Extracted records:
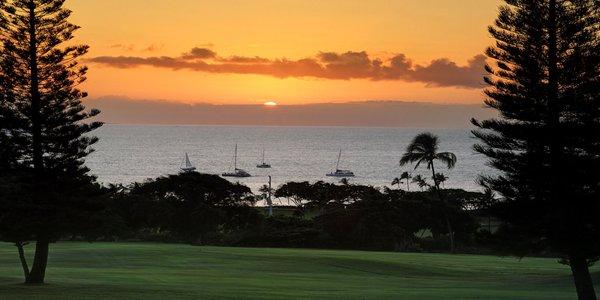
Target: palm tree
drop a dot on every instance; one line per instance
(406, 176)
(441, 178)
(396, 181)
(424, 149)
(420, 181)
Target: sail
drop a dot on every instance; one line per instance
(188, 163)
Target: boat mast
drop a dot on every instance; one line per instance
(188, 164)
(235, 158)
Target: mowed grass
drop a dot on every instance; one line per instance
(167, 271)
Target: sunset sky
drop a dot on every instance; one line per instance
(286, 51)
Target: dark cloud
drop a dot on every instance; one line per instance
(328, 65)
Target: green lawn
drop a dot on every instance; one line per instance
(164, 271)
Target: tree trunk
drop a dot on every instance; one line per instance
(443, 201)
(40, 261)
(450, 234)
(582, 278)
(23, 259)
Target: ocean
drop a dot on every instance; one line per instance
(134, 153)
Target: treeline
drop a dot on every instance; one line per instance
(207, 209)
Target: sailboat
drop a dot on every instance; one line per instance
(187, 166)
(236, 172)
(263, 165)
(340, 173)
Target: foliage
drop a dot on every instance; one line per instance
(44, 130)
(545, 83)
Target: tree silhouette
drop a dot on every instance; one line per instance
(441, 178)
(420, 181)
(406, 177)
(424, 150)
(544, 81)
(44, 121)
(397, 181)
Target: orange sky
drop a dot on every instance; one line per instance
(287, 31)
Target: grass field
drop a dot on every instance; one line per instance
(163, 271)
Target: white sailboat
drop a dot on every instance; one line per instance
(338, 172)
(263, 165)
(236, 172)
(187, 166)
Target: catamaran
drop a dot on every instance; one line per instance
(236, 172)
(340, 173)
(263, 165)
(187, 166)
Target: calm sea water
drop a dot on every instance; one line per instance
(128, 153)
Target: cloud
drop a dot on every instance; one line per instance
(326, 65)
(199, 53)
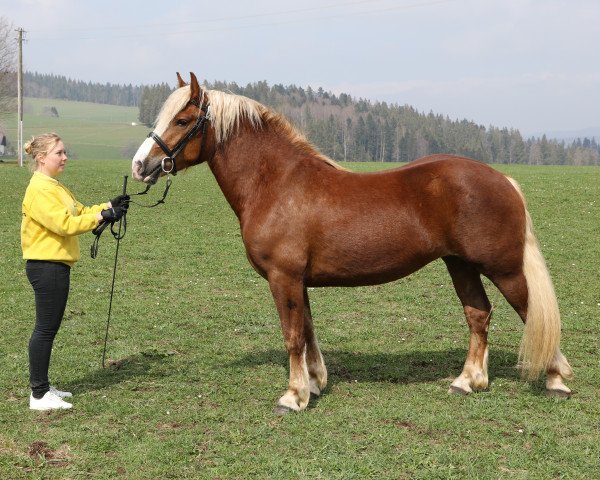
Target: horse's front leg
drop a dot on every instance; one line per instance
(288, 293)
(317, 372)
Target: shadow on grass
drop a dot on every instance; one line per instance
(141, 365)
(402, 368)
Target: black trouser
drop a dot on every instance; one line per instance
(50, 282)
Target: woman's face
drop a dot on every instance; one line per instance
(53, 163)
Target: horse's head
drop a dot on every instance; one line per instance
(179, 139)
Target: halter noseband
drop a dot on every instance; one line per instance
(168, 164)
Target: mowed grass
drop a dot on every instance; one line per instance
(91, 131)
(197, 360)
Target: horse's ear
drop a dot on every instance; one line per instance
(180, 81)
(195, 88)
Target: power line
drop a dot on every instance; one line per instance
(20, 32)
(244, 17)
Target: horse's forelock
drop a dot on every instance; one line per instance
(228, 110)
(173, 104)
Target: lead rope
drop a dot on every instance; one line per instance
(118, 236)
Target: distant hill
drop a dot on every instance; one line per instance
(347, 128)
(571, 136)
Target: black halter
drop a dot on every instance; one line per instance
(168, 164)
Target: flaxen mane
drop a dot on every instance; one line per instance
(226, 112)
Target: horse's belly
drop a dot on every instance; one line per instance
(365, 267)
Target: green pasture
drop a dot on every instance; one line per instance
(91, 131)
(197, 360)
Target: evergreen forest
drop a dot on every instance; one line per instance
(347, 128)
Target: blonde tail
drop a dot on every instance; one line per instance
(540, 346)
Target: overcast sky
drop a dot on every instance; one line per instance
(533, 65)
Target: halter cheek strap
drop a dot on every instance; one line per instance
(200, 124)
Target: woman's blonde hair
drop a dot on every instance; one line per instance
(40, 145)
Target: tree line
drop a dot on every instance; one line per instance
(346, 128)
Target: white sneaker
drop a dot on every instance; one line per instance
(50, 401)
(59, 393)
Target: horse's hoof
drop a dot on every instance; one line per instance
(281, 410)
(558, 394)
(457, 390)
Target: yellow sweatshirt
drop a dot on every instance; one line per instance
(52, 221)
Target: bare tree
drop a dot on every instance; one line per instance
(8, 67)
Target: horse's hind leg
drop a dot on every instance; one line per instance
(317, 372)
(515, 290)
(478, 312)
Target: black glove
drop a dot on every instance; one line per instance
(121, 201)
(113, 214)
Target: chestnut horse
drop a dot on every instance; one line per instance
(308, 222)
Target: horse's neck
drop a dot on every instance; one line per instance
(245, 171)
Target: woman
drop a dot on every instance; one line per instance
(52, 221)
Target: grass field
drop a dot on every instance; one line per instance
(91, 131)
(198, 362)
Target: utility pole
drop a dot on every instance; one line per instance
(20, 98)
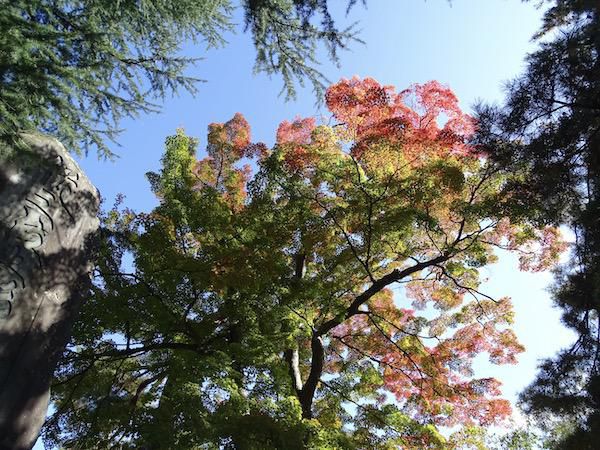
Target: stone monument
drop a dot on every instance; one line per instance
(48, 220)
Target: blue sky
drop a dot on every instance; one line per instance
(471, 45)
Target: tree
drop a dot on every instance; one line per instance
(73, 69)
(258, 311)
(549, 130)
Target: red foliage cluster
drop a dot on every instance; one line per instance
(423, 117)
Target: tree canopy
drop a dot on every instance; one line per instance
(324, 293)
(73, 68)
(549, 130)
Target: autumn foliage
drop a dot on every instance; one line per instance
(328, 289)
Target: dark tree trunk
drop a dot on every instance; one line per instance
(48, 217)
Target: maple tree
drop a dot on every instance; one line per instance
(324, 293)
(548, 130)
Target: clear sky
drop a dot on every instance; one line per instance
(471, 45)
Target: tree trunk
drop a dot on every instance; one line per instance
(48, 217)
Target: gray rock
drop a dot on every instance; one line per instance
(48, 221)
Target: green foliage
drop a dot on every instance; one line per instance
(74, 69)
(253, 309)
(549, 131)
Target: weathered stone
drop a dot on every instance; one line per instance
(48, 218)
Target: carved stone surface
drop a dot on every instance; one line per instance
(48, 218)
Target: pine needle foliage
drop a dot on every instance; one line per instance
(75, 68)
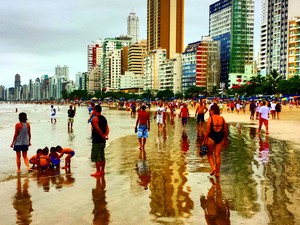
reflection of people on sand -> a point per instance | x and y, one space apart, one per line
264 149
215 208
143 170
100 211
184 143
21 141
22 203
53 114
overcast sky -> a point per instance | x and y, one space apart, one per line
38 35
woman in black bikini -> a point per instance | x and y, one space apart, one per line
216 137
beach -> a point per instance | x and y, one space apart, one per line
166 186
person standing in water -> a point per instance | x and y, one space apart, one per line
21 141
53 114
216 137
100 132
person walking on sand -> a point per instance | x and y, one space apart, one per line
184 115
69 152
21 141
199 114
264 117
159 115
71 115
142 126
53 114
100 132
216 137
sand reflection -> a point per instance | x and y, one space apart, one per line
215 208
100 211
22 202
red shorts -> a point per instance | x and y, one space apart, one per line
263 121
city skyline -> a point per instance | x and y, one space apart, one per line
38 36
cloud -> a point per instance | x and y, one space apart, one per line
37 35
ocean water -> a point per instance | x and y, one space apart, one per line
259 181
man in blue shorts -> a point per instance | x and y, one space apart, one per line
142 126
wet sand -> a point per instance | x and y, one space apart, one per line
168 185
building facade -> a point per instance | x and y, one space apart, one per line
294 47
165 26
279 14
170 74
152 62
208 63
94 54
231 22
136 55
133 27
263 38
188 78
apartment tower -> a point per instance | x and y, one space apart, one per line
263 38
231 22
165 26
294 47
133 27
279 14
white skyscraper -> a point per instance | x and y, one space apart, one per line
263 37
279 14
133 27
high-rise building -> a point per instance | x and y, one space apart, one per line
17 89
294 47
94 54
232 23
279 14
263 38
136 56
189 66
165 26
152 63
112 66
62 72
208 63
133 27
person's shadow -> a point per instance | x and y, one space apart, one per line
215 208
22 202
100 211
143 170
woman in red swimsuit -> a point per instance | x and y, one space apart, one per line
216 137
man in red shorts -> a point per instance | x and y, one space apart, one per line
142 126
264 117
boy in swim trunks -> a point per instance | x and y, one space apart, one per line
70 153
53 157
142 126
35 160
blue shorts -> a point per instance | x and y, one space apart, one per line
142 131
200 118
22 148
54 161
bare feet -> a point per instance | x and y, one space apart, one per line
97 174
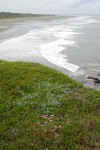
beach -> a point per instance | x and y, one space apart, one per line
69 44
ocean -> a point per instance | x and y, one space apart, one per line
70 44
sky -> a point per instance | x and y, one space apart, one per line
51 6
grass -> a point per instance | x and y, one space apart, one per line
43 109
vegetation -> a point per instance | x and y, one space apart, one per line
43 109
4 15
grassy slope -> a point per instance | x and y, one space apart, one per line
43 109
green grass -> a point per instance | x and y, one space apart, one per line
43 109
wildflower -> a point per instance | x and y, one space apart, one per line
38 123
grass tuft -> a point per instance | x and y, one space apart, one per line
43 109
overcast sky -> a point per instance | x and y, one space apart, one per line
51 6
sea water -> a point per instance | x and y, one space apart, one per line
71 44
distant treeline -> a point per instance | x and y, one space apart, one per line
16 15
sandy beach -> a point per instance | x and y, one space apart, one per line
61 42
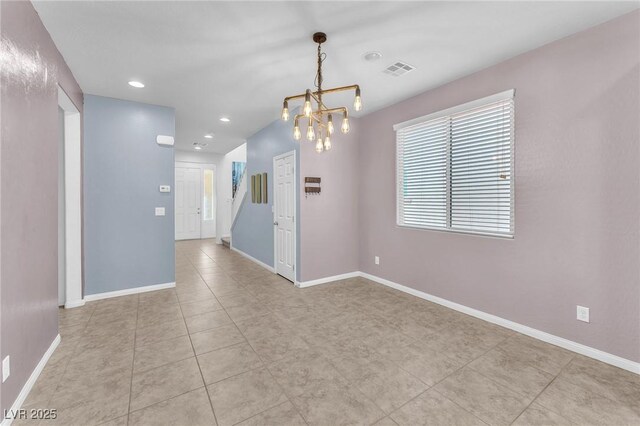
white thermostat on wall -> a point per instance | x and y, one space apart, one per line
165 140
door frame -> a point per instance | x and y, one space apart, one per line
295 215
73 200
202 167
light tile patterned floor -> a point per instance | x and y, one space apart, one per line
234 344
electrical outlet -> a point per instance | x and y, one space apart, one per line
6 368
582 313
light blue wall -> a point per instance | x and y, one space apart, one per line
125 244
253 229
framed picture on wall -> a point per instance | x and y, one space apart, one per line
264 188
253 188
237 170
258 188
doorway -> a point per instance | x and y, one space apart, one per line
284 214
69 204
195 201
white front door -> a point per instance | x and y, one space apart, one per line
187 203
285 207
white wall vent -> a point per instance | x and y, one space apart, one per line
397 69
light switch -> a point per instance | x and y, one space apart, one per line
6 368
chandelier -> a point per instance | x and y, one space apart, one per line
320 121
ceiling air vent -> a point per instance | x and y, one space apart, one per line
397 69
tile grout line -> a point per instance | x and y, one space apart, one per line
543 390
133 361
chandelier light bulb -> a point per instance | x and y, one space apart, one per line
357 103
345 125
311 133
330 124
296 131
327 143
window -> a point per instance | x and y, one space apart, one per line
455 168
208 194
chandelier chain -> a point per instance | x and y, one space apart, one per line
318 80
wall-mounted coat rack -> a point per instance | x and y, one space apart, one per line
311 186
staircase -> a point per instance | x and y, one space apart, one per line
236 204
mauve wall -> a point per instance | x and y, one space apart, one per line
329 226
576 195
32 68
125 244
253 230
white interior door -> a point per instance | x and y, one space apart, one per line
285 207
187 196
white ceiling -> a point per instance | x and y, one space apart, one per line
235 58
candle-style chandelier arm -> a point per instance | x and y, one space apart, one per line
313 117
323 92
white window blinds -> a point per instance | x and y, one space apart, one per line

The exercise: Copy out the lines of the listing above exactly, from the line containing "white ceiling ->" through the last line of the listing, inclusive.

Task answer:
white ceiling -> a point per instance | x and y, one space apart, one per line
235 58
candle-style chandelier arm -> a point per instance | x and y, one space apart, one per line
313 117
323 92
white window blinds -> a point per instance | x and y, one space apart, one per line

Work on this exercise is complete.